▸ **SOAL**
Sebutkan semua istilah jenis wahyu yang disebut dalam kutipan tentang paham Mahdi dan kewahyuan di bawah, masing-masing dengan artinya sesuai keterangan dalam tanda kurung.

▸ **KUTIPAN TEKS**
··········
Masalah Mahdi tersebut di atas, rupanya tidak disinggung
sama sekali baik dalam al-Quran maupun dalam Sahih Bukhari
maupun Sahih Muslim, sebagaimana dikenal dalam sejarah.3
Akan tetapi, bagi kaum Syi'ah dan Ahmadiyah, hadis-hadis
Mahdiyyah yang terdapat di dalam kitab-kitab Sunan mereka
pandang sebagai hadis mutawatir (otentik). Oleh sebab itu
kedua aliran ini menjadikan paham Mahdi sebagai prinsip
keyakinan. Mereka beranggapan bahwa seorang Muslim yang
menolak Mahdi, berarti Islamnya belum benar. Sikap dan
anggapan seperti ini sering menimbulkan perselisihan dan
permusuhan.

Selanjutnya tentang paham kewahyuan kedua aliran tersebut,
dapat dikatakan tidak jauh berbeda, masing-masing
beranggapan bahwa Tuhan tetap akan menurunkan wahyu-Nya
sampai hari kiamat. Dan wahyu yang diturunkan itu menurut
golongan Syi'ah dikenal dengan wahyu ta'lim (wahyu
pengajaran), sedangkan menurut golongan Ahmadiyah dikenal
dengan wahyu walayah (wahyu kewalian), atau wahyu tajdid
(wahyu pembaharuan), atau dikenal pula dengan Wahyu muhaddas
(wahyu yang diterima dengan cara berdialog langsung dengan
Tuhan). Term wahyu yang terakhir ini, tampaknya telah
dicipta dan dikenal oleh golongan Syi'ah jauh sebelum
lahirnya Ahmadiyah. Wahyu seperti itu, oleh kedua golongan
di atas sangat dibutuhkan untuk membimbing ummat dan memberi
interpretasi sesuai dengan perkembangan zaman terhadap
pernyataan-pernyataan al-Quran. Adapun perbedaan kedua paham
kewahyuan tersebut, pada dasarnya dapat dikatakan berpangkal
pada perbedaan motivasi yang melatarbelakangi lahirnya
gerakan kedua aliran itu.
··········
[Cuplikan dari sebuah dataset]

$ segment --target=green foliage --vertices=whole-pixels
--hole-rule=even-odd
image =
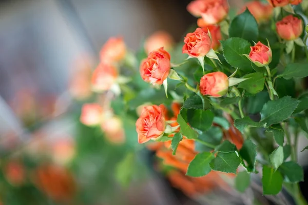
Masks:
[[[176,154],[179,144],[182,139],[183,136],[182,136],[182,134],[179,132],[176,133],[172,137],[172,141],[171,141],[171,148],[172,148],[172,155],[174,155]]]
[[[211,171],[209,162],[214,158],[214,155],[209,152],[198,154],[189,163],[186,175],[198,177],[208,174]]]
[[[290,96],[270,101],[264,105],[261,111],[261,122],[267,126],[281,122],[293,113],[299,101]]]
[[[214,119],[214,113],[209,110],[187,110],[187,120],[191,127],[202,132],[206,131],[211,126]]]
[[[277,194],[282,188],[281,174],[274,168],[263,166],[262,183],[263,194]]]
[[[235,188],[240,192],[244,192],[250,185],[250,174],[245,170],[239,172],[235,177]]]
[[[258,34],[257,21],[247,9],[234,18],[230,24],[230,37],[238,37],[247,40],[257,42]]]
··········
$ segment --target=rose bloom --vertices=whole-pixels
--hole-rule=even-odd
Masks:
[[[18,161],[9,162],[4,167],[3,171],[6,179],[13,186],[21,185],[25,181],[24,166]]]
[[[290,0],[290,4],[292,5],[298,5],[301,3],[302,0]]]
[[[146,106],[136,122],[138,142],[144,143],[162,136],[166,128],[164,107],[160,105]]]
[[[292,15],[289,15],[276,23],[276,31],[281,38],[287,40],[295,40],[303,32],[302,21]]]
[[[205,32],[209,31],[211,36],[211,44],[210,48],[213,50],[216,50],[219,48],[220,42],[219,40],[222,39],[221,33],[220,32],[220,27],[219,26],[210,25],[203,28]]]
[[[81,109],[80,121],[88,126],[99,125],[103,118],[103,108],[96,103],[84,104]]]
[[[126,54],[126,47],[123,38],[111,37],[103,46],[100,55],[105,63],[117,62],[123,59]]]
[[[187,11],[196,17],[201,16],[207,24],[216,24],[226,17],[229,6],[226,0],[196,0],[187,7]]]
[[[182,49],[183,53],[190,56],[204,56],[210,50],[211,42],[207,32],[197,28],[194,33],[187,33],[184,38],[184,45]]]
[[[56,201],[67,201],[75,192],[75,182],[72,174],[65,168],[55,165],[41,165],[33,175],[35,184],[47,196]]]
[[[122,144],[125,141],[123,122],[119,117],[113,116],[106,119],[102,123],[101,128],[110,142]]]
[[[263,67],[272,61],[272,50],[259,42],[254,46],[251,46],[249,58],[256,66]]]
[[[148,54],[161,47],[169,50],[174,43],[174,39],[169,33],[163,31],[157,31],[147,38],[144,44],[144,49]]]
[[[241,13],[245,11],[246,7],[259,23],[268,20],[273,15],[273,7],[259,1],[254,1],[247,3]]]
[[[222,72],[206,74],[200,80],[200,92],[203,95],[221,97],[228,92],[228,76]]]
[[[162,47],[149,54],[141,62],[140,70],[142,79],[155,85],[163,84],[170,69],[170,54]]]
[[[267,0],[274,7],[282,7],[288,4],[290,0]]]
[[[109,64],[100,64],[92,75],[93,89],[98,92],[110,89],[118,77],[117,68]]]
··········
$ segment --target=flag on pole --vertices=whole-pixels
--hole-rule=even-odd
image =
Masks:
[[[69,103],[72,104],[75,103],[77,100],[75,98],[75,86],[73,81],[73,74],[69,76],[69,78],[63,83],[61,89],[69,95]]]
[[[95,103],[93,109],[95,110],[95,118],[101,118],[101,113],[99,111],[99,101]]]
··········
▸ **PENYELESAIAN SOAL**
Kutipan menyebut empat istilah jenis wahyu. Wahyu ta'lim berarti wahyu pengajaran. Wahyu walayah berarti wahyu kewalian. Wahyu tajdid berarti wahyu pembaharuan. Wahyu muhaddas berarti wahyu yang diterima dengan cara berdialog langsung dengan Tuhan.